> [WHAT THE EXERCISE ASKS] Below are records; transcribe only the line with "Batch labeling job — target class: brown" and those after it, through the last line, without any change.

> [ENTRIES]
════

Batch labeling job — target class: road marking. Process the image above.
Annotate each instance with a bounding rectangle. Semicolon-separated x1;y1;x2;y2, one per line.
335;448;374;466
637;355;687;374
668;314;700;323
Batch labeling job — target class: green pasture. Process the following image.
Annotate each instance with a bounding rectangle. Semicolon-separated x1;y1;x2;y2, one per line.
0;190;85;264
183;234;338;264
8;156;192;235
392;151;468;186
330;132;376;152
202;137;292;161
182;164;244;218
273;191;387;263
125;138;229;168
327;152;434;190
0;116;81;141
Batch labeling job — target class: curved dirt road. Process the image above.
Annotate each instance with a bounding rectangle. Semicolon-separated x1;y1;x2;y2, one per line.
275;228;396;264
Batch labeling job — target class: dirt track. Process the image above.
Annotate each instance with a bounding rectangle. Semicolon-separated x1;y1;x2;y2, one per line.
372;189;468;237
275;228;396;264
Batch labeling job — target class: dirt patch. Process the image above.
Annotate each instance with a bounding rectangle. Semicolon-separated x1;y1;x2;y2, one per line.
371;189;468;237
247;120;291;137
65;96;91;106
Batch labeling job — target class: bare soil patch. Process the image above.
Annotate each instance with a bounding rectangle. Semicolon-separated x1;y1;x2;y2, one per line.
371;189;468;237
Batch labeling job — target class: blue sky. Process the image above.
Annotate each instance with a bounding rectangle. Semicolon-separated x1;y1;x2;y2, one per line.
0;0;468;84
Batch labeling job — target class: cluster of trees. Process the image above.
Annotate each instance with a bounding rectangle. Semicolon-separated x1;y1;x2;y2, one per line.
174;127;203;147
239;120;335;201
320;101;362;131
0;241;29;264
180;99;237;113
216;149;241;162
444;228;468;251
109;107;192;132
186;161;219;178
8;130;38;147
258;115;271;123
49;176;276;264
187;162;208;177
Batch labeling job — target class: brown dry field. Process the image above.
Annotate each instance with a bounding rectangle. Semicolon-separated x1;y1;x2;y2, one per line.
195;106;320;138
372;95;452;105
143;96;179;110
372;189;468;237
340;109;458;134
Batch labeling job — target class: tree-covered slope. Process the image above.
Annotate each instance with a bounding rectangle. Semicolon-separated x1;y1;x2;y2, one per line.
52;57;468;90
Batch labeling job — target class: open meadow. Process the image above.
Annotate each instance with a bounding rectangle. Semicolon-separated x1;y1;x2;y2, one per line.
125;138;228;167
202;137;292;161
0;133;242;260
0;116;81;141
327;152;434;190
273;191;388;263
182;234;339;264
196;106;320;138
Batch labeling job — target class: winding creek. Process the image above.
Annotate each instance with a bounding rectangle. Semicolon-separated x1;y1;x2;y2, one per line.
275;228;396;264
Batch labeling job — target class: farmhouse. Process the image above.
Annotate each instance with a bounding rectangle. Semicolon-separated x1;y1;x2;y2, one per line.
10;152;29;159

════

> [WRITTEN ANSWER]
Batch labeling job — target class: brown dry field. Process the image above.
Annotate each instance with a bounding rectangle. Semicolon-separated x1;y1;x2;y2, one per line.
195;106;320;138
372;95;452;105
143;96;179;110
372;189;468;237
340;109;458;134
Batch labeling job — target class: tree-covered slope. Process the image above.
Annotate each instance with a bounding rectangle. Semicolon-separated x1;y1;x2;y2, one per line.
52;57;468;90
Batch labeling job — target class: open meadow. Process the image above.
Annotate each instance with a bounding rectangle. Semicolon-separated x1;y1;x2;y2, one per line.
125;138;228;167
202;137;292;161
0;133;242;260
0;116;81;141
327;152;434;190
273;191;388;263
182;234;339;264
196;106;320;138
Batch labeling job — target class: winding creek. Process the image above.
Annotate each instance with a bounding rectangle. Semicolon-separated x1;y1;x2;y2, one per line.
275;228;396;264
Batch labeling job — target class: farmhouse. Process the image above.
Annotate each instance with a bounding rectangle. Semicolon-separated x1;y1;x2;y2, one per line.
10;152;29;159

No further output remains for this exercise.